- **TEXT TO READ**
• • • •
Wednesday, August 8, 2018

Feminization -Two Sub Males' Points of View

A follower of mine on Tumblr asked me the following question:

I am quite curious about your use of the terms "hubwife" and referring to "her" It's all aesthetic, but to me women are the top rung on the ladder and I appreciate when it is pointed out or emphasized.... so when a male is "feminized" through physical appearance or by use of terminology it seems like more a mockery of the greater sex than it is a humbling of the male. I was curious as to how you think of it?
It's a very fair question.  After all, if women who think themselves (or their sex) superior, why would feminize.  Of course, I had my own concise answer to the question, but I thought it would be interesting to hear what a submissive male thought about it.

I gave a submissive male I know (not hubwife) an assignment to answer the question in 500 words.  Here's what Danielle had to say:

When a submissive male is feminized he/she is being told or shown that they are no longer viewed as male. For many men this is humiliating, humiliation which has nuances to it that add layers broader than simply indicating that he/she is being stripped of their masculinity and is being viewed as the "weaker" sex. The connotation of the humiliation and subsequent D/s dynamic at play arising solely from the connotation of a female identity being seen as "weaker" is perplexing and challenging for many women and submissive men who view women as the superior gender. To me feminizing a male through either appearance or terminology is less a comment on female identity than it is a statement against male identity. 
 
Being feminized is humiliating to me in ways which speak to my perceived and sub/conscious insecurities about my shortcomings as a man. I am being shown that I have not succeeded as a man, that I have failed in attaining the male identity which society subscribes to and which I have been struggling to obtain for my entire life. I am not being told that I have reached the heightened identity or rarefied air of a sacred feminine identify, but rather a female identity that represents the societal dichotomy to the male identity - an idealized male identity which I have been struggling to keep up the appearance of obtaining and especially struggling to embrace, accept and identify with personally in my own life and private thoughts.
• • • •
- **GIVEN DATA**
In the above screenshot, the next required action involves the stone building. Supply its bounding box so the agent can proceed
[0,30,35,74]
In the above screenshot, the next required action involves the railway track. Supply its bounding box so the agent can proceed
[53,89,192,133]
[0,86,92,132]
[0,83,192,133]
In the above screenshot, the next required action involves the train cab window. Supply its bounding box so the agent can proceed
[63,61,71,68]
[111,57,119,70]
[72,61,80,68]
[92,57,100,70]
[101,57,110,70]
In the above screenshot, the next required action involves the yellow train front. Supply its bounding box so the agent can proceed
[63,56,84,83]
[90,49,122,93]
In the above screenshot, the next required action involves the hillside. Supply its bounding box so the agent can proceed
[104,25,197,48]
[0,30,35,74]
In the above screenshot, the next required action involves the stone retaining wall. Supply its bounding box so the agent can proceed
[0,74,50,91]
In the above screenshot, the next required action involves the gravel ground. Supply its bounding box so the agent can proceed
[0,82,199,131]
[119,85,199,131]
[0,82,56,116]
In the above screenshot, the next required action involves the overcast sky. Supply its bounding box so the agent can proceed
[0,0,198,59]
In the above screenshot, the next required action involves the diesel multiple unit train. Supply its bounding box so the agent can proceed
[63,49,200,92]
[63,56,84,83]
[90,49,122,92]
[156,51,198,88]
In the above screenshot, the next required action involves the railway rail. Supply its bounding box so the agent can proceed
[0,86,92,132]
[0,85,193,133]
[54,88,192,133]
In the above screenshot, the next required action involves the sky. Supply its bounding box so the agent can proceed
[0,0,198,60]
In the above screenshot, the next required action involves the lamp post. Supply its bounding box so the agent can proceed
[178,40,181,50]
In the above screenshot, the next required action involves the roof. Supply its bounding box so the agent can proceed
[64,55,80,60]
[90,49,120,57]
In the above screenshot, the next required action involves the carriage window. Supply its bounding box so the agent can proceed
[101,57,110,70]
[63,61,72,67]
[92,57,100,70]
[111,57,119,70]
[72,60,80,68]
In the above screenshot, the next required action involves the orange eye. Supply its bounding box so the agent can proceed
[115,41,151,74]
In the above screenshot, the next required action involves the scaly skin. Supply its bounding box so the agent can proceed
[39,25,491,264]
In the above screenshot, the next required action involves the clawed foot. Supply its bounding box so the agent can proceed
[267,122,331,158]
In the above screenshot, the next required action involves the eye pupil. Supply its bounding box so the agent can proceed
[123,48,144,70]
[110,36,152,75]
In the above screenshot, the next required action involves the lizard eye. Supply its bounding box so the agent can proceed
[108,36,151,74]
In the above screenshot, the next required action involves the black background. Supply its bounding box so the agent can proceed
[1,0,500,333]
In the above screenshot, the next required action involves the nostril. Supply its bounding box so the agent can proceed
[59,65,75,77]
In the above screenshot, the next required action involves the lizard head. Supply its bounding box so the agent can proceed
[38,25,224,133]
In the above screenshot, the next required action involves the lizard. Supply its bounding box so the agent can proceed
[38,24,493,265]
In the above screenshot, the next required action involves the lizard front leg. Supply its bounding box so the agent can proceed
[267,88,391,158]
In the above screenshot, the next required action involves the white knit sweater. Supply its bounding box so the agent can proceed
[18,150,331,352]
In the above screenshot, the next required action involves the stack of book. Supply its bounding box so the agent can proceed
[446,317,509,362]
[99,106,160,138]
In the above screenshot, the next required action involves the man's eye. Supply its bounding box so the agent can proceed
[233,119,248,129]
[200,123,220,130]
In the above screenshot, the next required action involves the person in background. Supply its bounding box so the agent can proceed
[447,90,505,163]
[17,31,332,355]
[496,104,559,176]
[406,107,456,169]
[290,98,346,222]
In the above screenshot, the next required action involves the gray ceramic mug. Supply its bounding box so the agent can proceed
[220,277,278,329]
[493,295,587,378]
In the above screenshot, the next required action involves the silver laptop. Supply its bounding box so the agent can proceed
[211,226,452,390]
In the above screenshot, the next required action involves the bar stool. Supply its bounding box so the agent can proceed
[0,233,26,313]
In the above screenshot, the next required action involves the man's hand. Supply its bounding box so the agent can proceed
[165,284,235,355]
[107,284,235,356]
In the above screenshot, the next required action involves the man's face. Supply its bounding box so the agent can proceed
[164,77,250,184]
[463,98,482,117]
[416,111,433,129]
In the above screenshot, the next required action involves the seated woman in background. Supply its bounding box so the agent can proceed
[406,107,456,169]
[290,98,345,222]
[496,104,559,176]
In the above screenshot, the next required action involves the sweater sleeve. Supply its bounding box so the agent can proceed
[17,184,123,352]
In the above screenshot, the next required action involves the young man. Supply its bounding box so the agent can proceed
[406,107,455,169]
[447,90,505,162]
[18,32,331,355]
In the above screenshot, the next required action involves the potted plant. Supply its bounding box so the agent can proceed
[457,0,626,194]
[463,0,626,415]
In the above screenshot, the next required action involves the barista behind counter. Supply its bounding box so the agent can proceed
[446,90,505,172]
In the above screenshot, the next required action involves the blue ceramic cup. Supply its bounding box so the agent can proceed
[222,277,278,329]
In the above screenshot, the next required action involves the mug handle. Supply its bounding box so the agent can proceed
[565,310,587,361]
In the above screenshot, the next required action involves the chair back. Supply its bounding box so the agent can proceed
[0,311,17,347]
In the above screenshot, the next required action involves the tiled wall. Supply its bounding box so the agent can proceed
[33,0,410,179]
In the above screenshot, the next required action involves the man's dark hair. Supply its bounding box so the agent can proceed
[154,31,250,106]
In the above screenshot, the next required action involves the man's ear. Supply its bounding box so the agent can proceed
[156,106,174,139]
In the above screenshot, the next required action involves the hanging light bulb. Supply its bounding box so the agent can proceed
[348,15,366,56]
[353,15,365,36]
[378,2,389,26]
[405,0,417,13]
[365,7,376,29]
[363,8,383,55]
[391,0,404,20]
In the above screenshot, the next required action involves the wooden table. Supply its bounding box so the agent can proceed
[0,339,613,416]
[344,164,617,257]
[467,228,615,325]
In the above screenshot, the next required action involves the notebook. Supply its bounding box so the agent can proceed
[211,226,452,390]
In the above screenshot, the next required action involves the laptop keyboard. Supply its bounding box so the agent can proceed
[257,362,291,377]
• • • •
- **TASK REQUIREMENTS**
A: Transcribe everything in the post on feminization from "When a submissive" down to "against male identity.".
B: In the rows, repeat word for word everything from the line containing "involves the gray" down to the line containing "[107,284,235,356]", including both of those lines.
The post and the rows are unrelated pieces of material.

- **SOLVED PROBLEMS**
A:
When a submissive male is feminized he/she is being told or shown that they are no longer viewed as male. For many men this is humiliating, humiliation which has nuances to it that add layers broader than simply indicating that he/she is being stripped of their masculinity and is being viewed as the "weaker" sex. The connotation of the humiliation and subsequent D/s dynamic at play arising solely from the connotation of a female identity being seen as "weaker" is perplexing and challenging for many women and submissive men who view women as the superior gender. To me feminizing a male through either appearance or terminology is less a comment on female identity than it is a statement against male identity.

B:
In the above screenshot, the next required action involves the gray ceramic mug. Supply its bounding box so the agent can proceed
[220,277,278,329]
[493,295,587,378]
In the above screenshot, the next required action involves the silver laptop. Supply its bounding box so the agent can proceed
[211,226,452,390]
In the above screenshot, the next required action involves the bar stool. Supply its bounding box so the agent can proceed
[0,233,26,313]
In the above screenshot, the next required action involves the man's hand. Supply its bounding box so the agent can proceed
[165,284,235,355]
[107,284,235,356]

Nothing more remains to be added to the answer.